#### Supplied records

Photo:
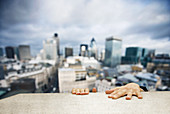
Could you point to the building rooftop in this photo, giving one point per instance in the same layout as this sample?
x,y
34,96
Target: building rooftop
x,y
113,38
97,103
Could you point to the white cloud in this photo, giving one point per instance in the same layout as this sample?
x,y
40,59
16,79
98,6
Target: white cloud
x,y
138,23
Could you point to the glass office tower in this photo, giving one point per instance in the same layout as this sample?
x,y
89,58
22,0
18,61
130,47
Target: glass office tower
x,y
113,51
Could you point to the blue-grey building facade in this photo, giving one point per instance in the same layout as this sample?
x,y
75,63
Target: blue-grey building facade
x,y
113,51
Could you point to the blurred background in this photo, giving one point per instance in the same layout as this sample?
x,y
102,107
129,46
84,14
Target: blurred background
x,y
54,46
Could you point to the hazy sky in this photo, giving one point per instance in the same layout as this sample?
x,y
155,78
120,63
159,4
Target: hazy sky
x,y
144,23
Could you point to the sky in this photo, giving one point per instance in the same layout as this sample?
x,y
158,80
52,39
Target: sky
x,y
142,23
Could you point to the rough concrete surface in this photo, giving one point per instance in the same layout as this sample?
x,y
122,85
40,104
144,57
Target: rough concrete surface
x,y
95,103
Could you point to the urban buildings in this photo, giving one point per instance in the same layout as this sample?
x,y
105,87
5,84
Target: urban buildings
x,y
10,52
70,78
27,76
24,52
135,55
68,52
51,48
93,52
84,50
113,51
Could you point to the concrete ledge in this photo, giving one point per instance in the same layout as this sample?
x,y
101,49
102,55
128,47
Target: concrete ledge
x,y
153,102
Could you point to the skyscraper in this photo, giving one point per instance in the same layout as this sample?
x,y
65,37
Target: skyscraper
x,y
93,52
10,52
51,48
1,52
24,52
84,50
113,51
68,52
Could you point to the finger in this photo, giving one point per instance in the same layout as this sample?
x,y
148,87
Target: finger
x,y
139,95
94,90
112,94
73,91
77,91
86,91
129,95
82,92
119,94
112,90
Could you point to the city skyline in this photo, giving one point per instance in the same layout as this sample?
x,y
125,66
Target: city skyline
x,y
138,23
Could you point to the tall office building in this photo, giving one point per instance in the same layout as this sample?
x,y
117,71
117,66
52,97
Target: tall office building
x,y
93,52
1,52
113,51
24,52
84,50
10,52
51,48
68,52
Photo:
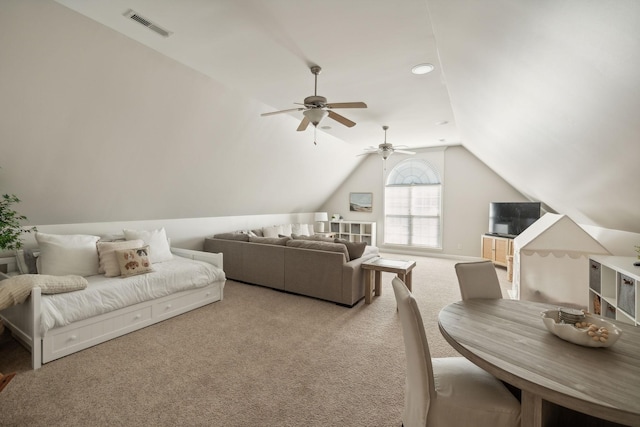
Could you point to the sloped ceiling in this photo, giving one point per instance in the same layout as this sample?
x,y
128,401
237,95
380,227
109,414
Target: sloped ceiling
x,y
546,93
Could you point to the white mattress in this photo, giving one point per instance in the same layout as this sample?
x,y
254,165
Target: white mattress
x,y
105,294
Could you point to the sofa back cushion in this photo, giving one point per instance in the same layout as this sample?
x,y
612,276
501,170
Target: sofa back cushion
x,y
320,246
316,237
232,236
281,241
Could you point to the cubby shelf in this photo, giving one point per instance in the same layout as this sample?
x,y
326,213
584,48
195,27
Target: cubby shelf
x,y
355,231
613,288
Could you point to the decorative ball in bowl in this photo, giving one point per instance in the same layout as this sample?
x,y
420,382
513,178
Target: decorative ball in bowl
x,y
592,332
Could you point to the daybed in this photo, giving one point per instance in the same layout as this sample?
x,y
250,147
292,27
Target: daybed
x,y
307,265
108,306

########

• **Your objective**:
Only the lines from the one containing "Target: sofa back cushion" through the end of the material should be copied, exactly as they stand; please keep both ends.

• **Written solution**:
Target: sofa back cushion
x,y
320,246
316,237
232,236
281,241
Could you point to the cubby shelf in this photo, giving one point per instance in the same layout as this sample?
x,y
326,213
584,48
195,27
Target: cubby shelf
x,y
355,231
613,288
Could you point to the decorative ball in bowl in this photo, giving one point per instance in the same layout as this sample?
x,y
420,382
513,178
Target: decorative ball in bowl
x,y
592,332
Could you point to the daybed in this photo, giving one point per instance in the same layout as this sample?
x,y
250,147
292,27
Target: daybed
x,y
307,265
108,306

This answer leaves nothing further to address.